◆ JOB
Starting at the line with "Note: for every instance of the meerkat dark" and going through the last line below, swap "brown fur" for "tan fur" and leave everything else unchanged. Give back only those lines.

[Excerpts of location labeling data]
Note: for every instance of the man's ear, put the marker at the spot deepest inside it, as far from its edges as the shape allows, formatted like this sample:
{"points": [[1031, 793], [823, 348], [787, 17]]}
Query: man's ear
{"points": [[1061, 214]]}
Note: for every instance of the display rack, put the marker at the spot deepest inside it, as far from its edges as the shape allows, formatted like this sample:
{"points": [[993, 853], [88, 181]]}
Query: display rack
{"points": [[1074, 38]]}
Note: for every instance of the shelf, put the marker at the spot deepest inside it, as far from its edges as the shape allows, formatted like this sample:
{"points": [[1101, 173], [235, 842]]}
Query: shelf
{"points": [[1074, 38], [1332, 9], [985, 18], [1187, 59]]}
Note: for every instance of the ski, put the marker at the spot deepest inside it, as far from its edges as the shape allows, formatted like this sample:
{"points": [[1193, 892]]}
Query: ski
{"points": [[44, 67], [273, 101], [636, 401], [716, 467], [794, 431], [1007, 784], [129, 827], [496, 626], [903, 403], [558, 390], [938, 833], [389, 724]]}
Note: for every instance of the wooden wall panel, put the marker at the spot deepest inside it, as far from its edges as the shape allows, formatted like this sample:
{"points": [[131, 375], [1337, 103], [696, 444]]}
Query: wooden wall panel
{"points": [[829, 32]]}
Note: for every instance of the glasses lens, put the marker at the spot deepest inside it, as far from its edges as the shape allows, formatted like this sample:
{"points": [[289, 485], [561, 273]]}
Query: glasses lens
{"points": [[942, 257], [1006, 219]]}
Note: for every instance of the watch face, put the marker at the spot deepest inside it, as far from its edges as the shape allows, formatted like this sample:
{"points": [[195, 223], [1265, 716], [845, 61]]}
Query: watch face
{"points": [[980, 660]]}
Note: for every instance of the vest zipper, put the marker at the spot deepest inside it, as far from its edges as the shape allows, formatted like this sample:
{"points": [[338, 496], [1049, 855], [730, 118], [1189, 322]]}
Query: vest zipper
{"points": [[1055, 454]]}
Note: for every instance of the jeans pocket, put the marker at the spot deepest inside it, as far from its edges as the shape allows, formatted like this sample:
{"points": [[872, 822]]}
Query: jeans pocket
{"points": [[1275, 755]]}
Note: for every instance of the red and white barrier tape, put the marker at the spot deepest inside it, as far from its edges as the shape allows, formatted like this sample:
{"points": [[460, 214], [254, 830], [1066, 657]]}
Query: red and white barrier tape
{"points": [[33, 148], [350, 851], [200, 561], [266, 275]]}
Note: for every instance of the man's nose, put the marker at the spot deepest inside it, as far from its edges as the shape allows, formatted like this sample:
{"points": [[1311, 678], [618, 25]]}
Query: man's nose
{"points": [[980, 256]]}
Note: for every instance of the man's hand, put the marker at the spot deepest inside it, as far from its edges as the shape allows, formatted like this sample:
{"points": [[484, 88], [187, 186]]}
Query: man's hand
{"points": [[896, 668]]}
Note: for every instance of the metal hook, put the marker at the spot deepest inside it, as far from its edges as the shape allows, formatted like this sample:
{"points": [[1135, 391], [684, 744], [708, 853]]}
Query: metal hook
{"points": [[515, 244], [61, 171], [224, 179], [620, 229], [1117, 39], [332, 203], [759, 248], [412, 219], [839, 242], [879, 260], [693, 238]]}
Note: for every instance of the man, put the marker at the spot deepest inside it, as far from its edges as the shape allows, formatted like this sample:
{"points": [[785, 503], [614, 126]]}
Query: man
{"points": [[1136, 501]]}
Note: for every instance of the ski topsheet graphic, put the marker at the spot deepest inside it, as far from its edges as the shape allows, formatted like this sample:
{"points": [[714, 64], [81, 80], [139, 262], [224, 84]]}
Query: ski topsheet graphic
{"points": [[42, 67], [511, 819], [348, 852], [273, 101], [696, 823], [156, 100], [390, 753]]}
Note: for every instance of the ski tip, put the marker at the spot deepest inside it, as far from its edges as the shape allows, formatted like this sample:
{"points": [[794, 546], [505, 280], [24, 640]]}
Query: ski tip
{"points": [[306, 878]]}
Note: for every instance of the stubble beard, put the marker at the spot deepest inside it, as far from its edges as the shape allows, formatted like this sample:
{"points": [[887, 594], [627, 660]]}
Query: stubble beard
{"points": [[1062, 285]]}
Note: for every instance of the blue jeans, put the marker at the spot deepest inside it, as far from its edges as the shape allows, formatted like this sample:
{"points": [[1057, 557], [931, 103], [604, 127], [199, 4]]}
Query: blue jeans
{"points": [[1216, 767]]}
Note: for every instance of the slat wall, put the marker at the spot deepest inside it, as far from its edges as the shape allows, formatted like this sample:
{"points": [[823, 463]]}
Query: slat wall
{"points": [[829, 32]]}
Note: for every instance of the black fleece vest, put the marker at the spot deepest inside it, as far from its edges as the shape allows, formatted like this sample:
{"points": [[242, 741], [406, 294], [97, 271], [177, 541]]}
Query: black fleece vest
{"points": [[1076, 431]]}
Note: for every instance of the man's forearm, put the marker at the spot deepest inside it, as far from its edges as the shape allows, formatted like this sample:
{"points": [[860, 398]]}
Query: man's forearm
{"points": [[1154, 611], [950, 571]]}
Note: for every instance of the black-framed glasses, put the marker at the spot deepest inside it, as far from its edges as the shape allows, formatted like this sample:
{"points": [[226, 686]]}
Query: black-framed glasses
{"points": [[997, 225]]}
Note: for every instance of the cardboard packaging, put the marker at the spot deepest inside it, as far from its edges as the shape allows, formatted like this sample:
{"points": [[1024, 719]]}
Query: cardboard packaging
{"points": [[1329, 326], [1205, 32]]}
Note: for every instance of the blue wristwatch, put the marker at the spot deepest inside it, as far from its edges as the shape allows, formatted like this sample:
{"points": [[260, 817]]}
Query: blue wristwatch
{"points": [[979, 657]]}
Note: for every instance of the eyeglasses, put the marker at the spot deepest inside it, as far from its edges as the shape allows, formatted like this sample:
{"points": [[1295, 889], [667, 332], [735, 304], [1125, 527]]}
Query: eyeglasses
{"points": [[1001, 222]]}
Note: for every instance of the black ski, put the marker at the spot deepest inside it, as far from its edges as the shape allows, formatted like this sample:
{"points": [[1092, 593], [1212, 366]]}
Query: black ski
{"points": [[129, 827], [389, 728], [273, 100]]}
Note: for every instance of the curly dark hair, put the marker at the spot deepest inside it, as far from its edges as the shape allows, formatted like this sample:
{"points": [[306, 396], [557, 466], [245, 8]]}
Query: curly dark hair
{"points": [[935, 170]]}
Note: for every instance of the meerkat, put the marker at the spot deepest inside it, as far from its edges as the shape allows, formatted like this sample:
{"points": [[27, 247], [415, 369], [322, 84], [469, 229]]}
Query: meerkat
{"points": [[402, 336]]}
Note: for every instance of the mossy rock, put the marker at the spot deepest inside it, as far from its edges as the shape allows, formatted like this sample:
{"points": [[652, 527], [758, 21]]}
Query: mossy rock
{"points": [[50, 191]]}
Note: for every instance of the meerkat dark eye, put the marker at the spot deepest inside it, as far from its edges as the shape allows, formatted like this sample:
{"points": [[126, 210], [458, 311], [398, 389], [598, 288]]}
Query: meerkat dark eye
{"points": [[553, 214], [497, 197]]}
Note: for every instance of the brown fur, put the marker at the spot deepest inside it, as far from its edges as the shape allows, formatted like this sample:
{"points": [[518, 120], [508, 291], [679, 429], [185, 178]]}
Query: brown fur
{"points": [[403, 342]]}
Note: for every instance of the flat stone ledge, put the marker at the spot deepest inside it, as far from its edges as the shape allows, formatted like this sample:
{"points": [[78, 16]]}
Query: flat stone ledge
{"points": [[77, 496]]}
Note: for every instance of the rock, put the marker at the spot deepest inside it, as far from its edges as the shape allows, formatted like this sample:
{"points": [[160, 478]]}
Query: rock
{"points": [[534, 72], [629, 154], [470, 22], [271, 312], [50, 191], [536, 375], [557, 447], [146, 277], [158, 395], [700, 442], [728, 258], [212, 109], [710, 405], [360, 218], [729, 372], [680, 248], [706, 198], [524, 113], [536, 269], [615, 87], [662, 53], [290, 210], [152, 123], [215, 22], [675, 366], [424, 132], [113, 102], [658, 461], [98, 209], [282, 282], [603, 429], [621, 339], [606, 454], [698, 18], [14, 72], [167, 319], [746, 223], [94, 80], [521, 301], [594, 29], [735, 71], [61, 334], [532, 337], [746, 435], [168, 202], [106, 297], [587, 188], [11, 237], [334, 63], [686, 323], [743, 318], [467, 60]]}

◆ CORRECT ANSWER
Note: for every instance of the meerkat dark eye, put the marker at the spot deepest inside it, as far from its edges as the shape allows, formatted like this sample:
{"points": [[126, 210], [458, 311], [398, 389], [598, 288]]}
Query: meerkat dark eye
{"points": [[553, 214], [497, 197]]}
Note: for every instance of the tan fur, put the marker at the spot deepest inside it, as far from its edges as the shape allows, formatted like this sample:
{"points": [[518, 120], [508, 291], [679, 429], [185, 178]]}
Query: tan fur
{"points": [[403, 342]]}
Note: for every instance of the flat stone ledge, put the marker at the spot deepest inside it, as far from its edges as the shape allows, formatted like this sample:
{"points": [[78, 16]]}
Query: flat stone ledge
{"points": [[77, 496]]}
Note: for every instance of the rock, put the marker at the spot deepest inside it, as far from its edges as the shape allows, formatted like this sample:
{"points": [[160, 478]]}
Query: rock
{"points": [[534, 72], [629, 154], [470, 22], [271, 312], [50, 191], [536, 375], [557, 447], [146, 277], [158, 395], [700, 442], [728, 258], [212, 109], [710, 405], [360, 218], [729, 372], [680, 248], [706, 198], [524, 113], [536, 269], [615, 87], [662, 53], [290, 210], [152, 123], [215, 22], [675, 366], [424, 132], [113, 102], [658, 461], [98, 209], [282, 282], [603, 429], [621, 339], [606, 454], [698, 18], [14, 72], [167, 319], [746, 223], [94, 80], [521, 301], [594, 29], [735, 71], [61, 334], [532, 337], [746, 435], [168, 202], [106, 297], [587, 188], [11, 237], [334, 63], [686, 323], [743, 318], [467, 60]]}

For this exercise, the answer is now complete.